# Need a trigger job on a S&W Sigma .40VE



## alphachief (Oct 17, 2008)

Anyone know of a good gunsmith in the North Atlanta area?  I bought this knowing they come from the factory with a heavy trigger, but I've read it can be reworked to around 4 lbs.


----------



## LadyGunner (Oct 21, 2008)

try
http://www.bigwoodsgoods.com/


----------



## leoparddog (Oct 22, 2008)

If you check around you'll find lots of documentation on how you can do it yourself for less than $10.  I've done two of them.  Its pretty much just a .25cent Glock Trigger job - videos of which can be found on Youtube.  Some metal polish (Flitz or something similar), a dremel or drill and some Q-tips.  Grab you're wife's cardboard nail file for the rough removal.

MATERIAL –

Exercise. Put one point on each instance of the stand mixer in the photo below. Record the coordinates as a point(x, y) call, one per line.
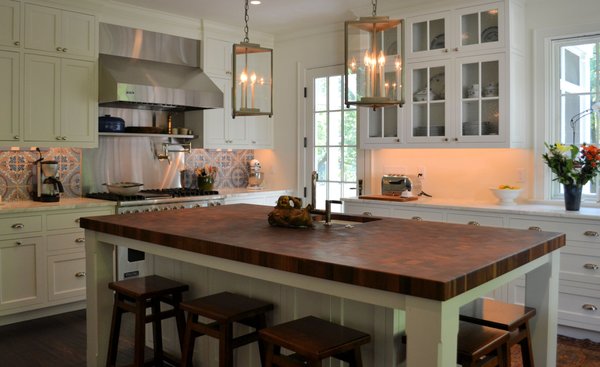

EXERCISES –
A. Reproduce the part of the Sigma trigger thread that opens with the words containing "## alphachief (Oct" and closes with "(Oct 21, 2008)".
B. In the Sigma trigger thread, what trigger weight has alphachief read the pistol can be reworked to?
C. Pick up the thread about the Sigma trigger job from the point at which it stops.
The listing comes from a separate source unrelated to the thread.

EXPECTED OUTPUTS –
A.
## alphachief (Oct 17, 2008)

Anyone know of a good gunsmith in the North Atlanta area?  I bought this knowing they come from the factory with a heavy trigger, but I've read it can be reworked to around 4 lbs.


----------



## LadyGunner (Oct 21, 2008)

B. Around 4 lbs.

C.
The only part I'd suggest replacing is the striker spring, order a 4lb. Glock spring from Midwayusa.com for about $6.  Sigma's reputedly have a 5.5lb striker spring.  Midway does sell a 3 or 3.5lb striker spring for the Sigma, but feedback has been mixed on its consistency of primer hits.

Other modifications which are removing or shortening one of two other small springs in the striker mechanism has also had mixed reviews.  S&W forums has tons of info on these procedures for the Sigma as well as feedback on how the mods worked for those users.

I figure I smoothed out the pull and dropped the weight down to about 6lbs which is fine for a defensive pistol.
YMMV.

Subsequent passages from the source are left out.